▶ [ARTICLE]:

La division sociale du travail se développait, elle aboutissait à la spécialisation dans l’agriculture et les métiers, et par suite à une augmentation de la productivité du travail.

En Grèce, la main-d’œuvre servile était largement employée dans les métiers. De grands ateliers (ergasteries) firent leur apparition, où des dizaines d’esclaves travaillaient ensemble. Le travail servile était également utilisé dans la construction, l’extraction du minerai de fer, de l’argent et de l’or. À Rome, il était très répandu dans l’agriculture. L’aristocratie romaine possédait des latifundia, vastes domaines où peinaient des centaines et des milliers d’esclaves. Ces latifundia avaient été constitués par l’accaparement des terres paysannes et par des usurpations sur le domaine public.

Le bon marché du travail servile et les avantages de la coopération simple permettaient aux latifundia de produire du blé et d’autres denrées agricoles à meilleur compte que les petites exploitations des paysans libres. La petite paysannerie était évincée, réduite en esclavage, ou allait à la ville grossir les rangs des couches misérables de la population.

L’opposition entre la ville et la campagne, qui était apparue dès le passage du régime de la communauté primitive au régime esclavagiste, s’accroissait de plus en plus. Les villes deviennent les centres de rassemblement de l’aristocratie esclavagiste, des marchands, des usuriers, des fonctionnaires de l’État esclavagiste, qui tous exploitaient les masses de la population paysanne.

Grâce au travail servile, le monde antique atteignit un degré de développement économique et culturel remarquable. p. 39Mais un régime fondé sur l’esclavage ne pouvait créer les conditions d’un progrès technique de quelque importance. Le travail servile était caractérisé par un rendement extrêmement bas. L’esclave ne portait aucun intérêt à son travail. Il avait en haine le labeur auquel il était astreint. Souvent sa protestation et son indignation se traduisaient par des détériorations d’outils. Aussi ne lui confiait-on que des instruments grossiers qu’il eût été difficile de détériorer.

La production restait à un niveau technique très bas. Malgré un certain développement des sciences naturelles et des sciences exactes, celles-ci n’étaient presque pas appliquées dans la production. Si quelques inventions techniques étaient utilisées, c’était uniquement pour la guerre et dans la construction. Au cours des siècles que dura sa domination, le mode de production esclavagiste se contenta d’instruments manuels empruntés au petit cultivateur et à l’artisan, il ne dépassa jamais le stade de la coopération simple. La principale force motrice restait la force physique de l’homme et des animaux domestiques.

L’emploi généralisé de la main-d’œuvre servile permit aux possesseurs d’esclaves de se décharger sur ces derniers de tout travail physique. Les propriétaires d’esclaves méprisaient le travail, qu’ils regardaient comme une activité indigne d’un homme libre, et menaient une existence de parasites. À mesure que l’esclavage se développait, des masses de plus en plus considérables de la population libre tournaient le dos à toute activité productrice. Seule une partie de la couche privilégiée des propriétaires d’esclaves et du reste de la population libre s’occupait des affaires publiques, de science et d’art. Ceux-ci atteignirent un important développement.

▶ [DONNÉES]:
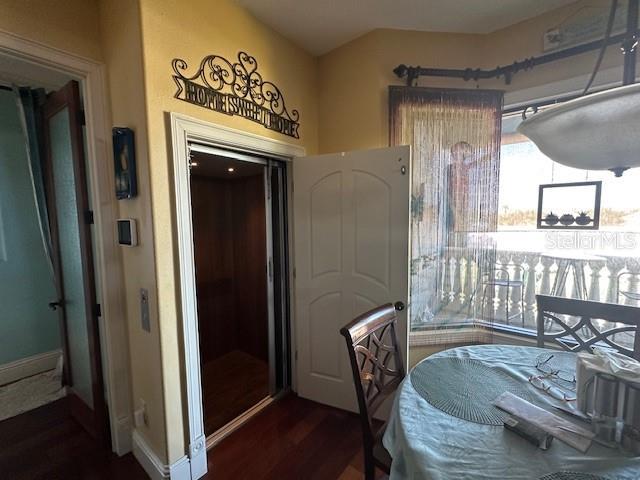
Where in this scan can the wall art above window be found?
[171,52,300,138]
[537,181,602,230]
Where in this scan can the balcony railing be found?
[414,248,640,330]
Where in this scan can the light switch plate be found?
[140,288,151,332]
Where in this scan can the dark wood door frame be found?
[43,80,110,444]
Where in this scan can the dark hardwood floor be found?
[204,395,382,480]
[0,399,148,480]
[202,350,269,435]
[0,395,382,480]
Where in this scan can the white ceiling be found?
[0,55,71,91]
[236,0,575,55]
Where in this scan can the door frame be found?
[0,30,132,455]
[169,112,305,479]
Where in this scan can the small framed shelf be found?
[537,181,602,230]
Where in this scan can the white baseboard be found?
[132,430,191,480]
[0,350,62,385]
[111,415,133,456]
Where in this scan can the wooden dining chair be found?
[340,303,404,480]
[536,295,640,360]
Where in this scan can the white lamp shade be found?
[518,84,640,170]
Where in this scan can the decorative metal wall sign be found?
[171,52,300,138]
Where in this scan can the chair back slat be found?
[536,295,640,360]
[340,303,404,448]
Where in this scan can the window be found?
[492,115,640,338]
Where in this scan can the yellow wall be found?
[139,0,318,462]
[0,0,102,60]
[100,0,167,457]
[0,0,636,468]
[319,0,622,153]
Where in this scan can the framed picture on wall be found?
[113,127,138,200]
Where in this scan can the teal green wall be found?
[0,90,60,365]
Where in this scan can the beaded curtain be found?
[389,87,503,342]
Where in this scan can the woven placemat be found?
[410,357,531,425]
[539,472,608,480]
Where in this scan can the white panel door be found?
[293,147,411,411]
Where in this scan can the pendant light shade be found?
[518,84,640,176]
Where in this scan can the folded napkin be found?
[493,392,596,453]
[576,347,640,412]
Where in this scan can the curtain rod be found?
[393,0,640,86]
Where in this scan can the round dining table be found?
[383,345,640,480]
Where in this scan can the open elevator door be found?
[293,146,411,411]
[190,143,289,438]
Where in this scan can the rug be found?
[0,369,66,421]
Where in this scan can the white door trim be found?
[170,113,305,479]
[0,30,131,455]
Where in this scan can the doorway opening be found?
[0,60,110,447]
[189,143,290,439]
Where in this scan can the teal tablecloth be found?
[383,345,640,480]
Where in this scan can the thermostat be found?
[118,218,138,247]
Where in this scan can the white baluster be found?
[451,248,464,311]
[588,260,605,302]
[508,252,526,322]
[492,252,511,322]
[538,256,554,295]
[524,253,540,320]
[607,257,626,303]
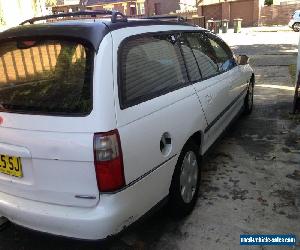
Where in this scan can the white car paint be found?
[288,10,300,28]
[0,22,253,239]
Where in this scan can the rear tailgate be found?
[0,124,99,207]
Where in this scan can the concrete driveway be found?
[0,29,300,250]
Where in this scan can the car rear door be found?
[112,25,206,188]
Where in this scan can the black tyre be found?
[244,79,254,115]
[292,23,300,32]
[169,141,201,218]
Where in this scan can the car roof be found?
[0,18,202,51]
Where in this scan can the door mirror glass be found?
[237,55,249,65]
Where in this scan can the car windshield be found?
[0,40,93,115]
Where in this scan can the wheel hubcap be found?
[180,151,198,203]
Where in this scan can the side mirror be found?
[236,55,249,65]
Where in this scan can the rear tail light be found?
[94,130,125,192]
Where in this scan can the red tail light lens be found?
[94,130,125,192]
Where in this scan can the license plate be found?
[0,154,23,178]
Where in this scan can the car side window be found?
[179,35,201,82]
[119,34,188,108]
[207,33,236,72]
[186,33,219,79]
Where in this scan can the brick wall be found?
[198,0,259,26]
[259,3,300,25]
[229,0,253,26]
[145,0,180,16]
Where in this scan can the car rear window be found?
[0,40,93,116]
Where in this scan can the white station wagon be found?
[0,11,254,240]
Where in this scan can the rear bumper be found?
[0,157,177,240]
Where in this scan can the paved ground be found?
[0,29,300,250]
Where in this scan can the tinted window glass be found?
[120,35,187,106]
[180,37,201,82]
[208,34,236,72]
[0,40,92,115]
[187,33,219,78]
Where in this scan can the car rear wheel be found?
[169,142,201,218]
[292,23,300,32]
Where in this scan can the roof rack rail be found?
[141,15,186,22]
[20,10,127,25]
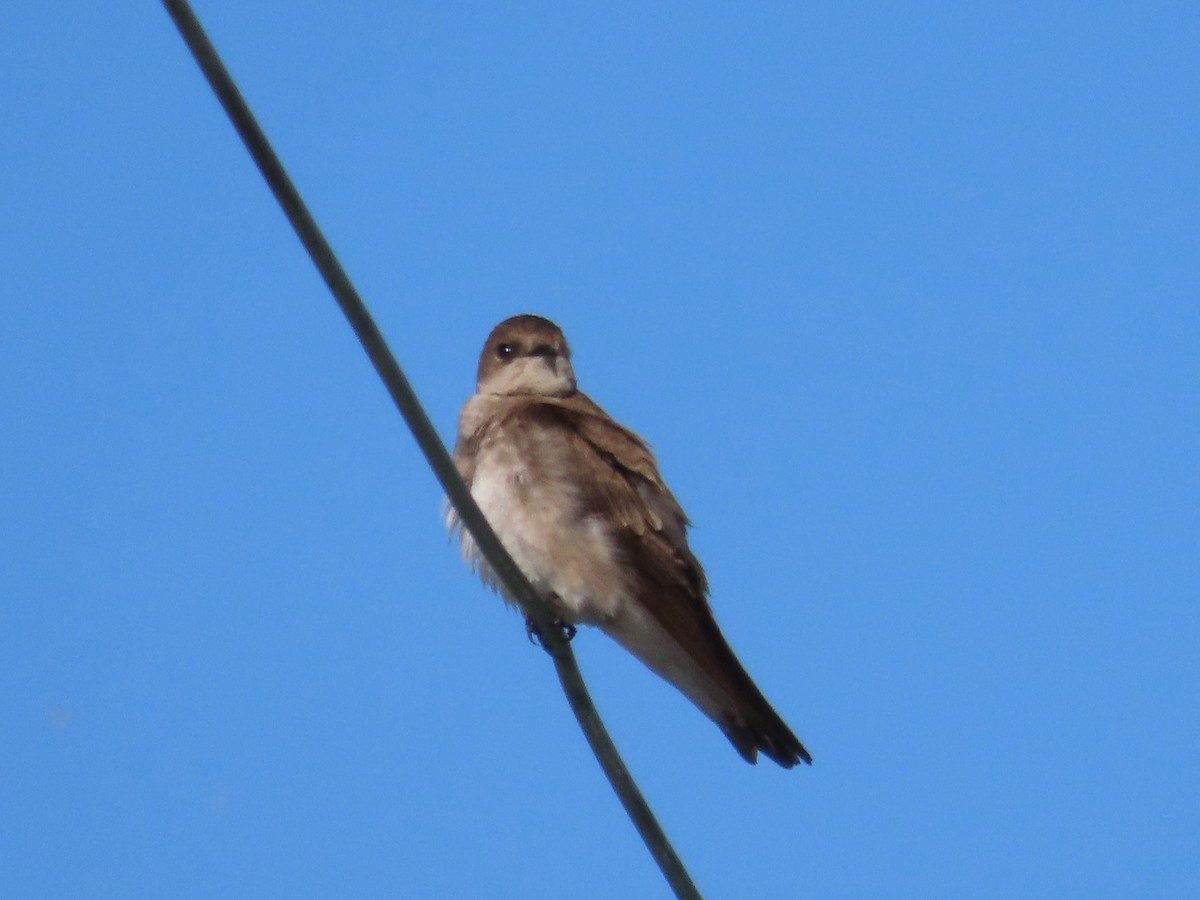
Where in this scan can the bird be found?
[446,314,812,768]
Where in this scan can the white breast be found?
[450,427,628,624]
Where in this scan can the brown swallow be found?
[449,316,812,768]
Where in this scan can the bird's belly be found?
[462,458,628,624]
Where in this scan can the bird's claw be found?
[526,616,575,649]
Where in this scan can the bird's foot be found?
[526,616,575,649]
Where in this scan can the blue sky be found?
[0,1,1200,898]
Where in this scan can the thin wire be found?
[162,0,700,899]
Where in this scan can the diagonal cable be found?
[162,0,700,899]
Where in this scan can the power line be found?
[162,0,700,899]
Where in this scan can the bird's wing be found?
[538,394,810,766]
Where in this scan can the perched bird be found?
[448,316,812,768]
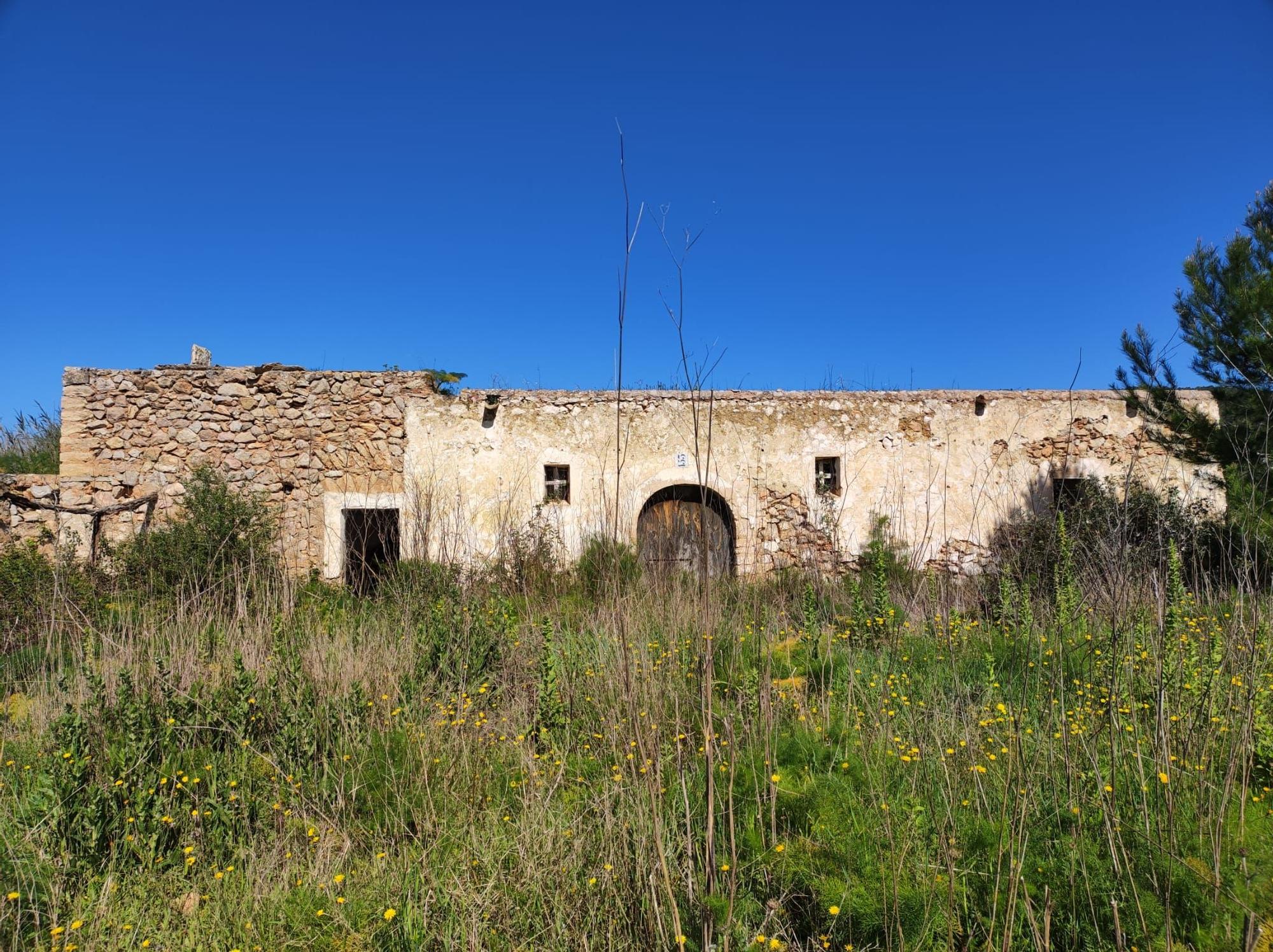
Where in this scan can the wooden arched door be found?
[636,485,735,578]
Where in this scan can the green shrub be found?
[574,536,642,598]
[113,466,278,593]
[0,403,62,473]
[0,541,97,654]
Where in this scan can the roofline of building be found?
[62,364,1212,401]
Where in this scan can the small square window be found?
[544,466,570,503]
[813,456,840,496]
[1051,476,1095,512]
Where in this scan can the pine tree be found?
[1114,182,1273,526]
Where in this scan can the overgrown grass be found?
[0,491,1273,949]
[0,406,62,473]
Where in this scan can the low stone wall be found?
[0,472,61,555]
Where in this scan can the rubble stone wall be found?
[406,391,1223,573]
[7,364,1223,578]
[59,364,443,571]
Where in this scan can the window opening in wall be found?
[481,393,499,430]
[1051,476,1095,512]
[813,456,840,496]
[544,466,570,503]
[344,509,398,594]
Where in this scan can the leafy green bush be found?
[113,466,278,593]
[990,481,1225,594]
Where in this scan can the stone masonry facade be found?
[0,364,1223,579]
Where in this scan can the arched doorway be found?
[636,485,735,578]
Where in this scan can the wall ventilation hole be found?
[481,393,499,430]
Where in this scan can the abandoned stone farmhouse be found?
[0,364,1223,580]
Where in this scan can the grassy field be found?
[0,522,1273,952]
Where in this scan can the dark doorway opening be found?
[345,509,398,594]
[636,485,735,578]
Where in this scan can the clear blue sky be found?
[0,0,1273,417]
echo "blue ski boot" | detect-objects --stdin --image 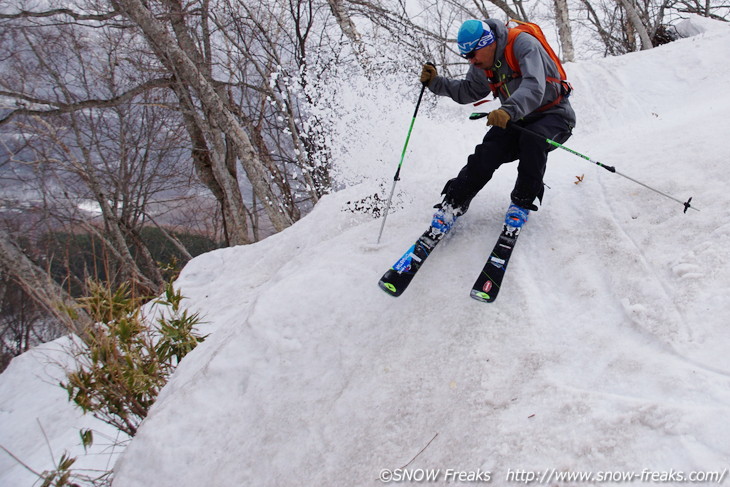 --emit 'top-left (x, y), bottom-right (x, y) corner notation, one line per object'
(431, 205), (459, 236)
(504, 203), (530, 231)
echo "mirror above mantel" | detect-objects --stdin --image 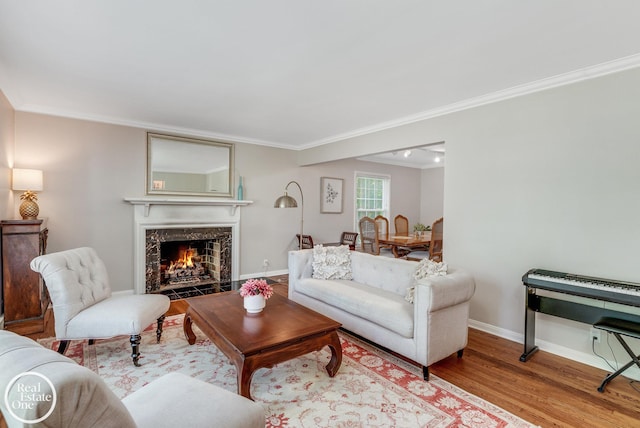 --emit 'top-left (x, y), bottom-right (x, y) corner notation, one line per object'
(146, 132), (234, 198)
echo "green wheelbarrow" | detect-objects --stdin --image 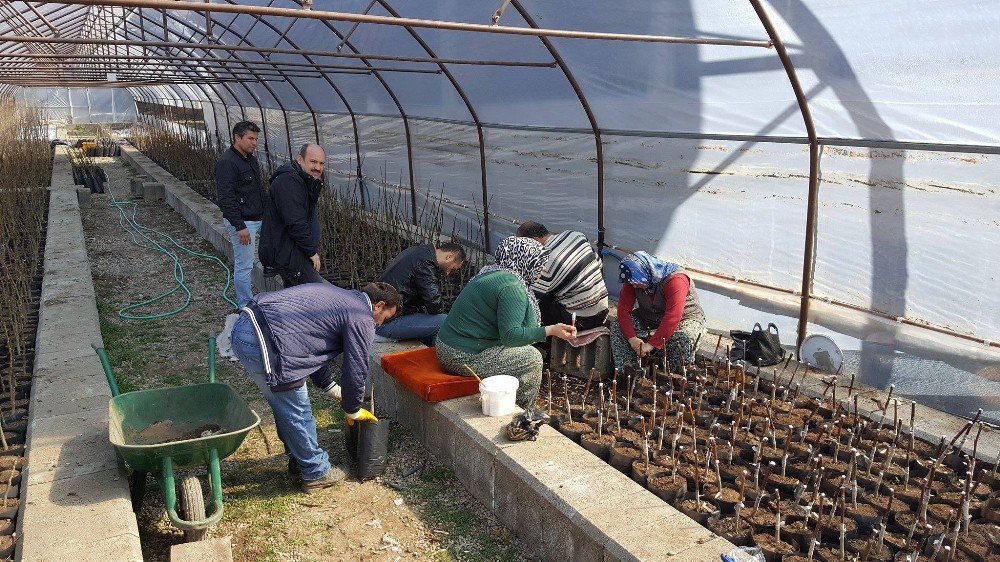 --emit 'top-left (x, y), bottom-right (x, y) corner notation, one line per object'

▶ [CONSIGNES]:
1. Réécrivez sous forme de liste le paragraphe de l'article sur l'esclavage antique qui commence par « La production restait », en conservant ses faits principaux.
2. Reprenez l'article sur l'esclavage antique à l'endroit où il s'arrête et poursuivez-le.

▶ [RÉPONSES DANS L'ORDRE]:
1.
- Le niveau technique de la production restait très bas.
- Malgré un certain développement, les sciences naturelles et exactes n'étaient presque pas appliquées à la production.
- Les quelques inventions techniques utilisées ne servaient qu'à la guerre et à la construction.
- Le mode de production esclavagiste se contenta d'instruments manuels empruntés au petit cultivateur et à l'artisan, sans jamais dépasser le stade de la coopération simple.
- La principale force motrice restait la force physique de l'homme et des animaux domestiques.

2.
Le régime de l’esclavage a engendré l’opposition entre le travail manuel et le travail intellectuel, a creusé entre eux un fossé.

L’exploitation des esclaves par leurs maîtres est le trait essentiel des rapports de production de la société esclavagiste. Mais dans chaque pays le mode de production fondé sur l’esclavage présente des particularités.

Dans l’Orient antique, la prédominance de l’économie naturelle était encore plus accusée que dans le monde gréco-romain. Le travail servile était largement utilisé dans les domaines de l’État, des grands propriétaires d’esclaves et des temples. L’esclavage domestique était très répandu. Dans l’agriculture chinoise, indienne, babylonienne et égyptienne, les membres des communautés paysannes étaient exploités en masse parallèlement aux esclaves. L’esclavage pour dettes prit une grande extension. Le membre de la communauté rurale, qui ne s’était pas acquitté de sa dette envers l’usurier ou n’avait pas payé son fermage au propriétaire foncier, se voyait contraint de travailler pendant un certain temps dans les domaines de ces derniers en qualité d’esclave débiteur.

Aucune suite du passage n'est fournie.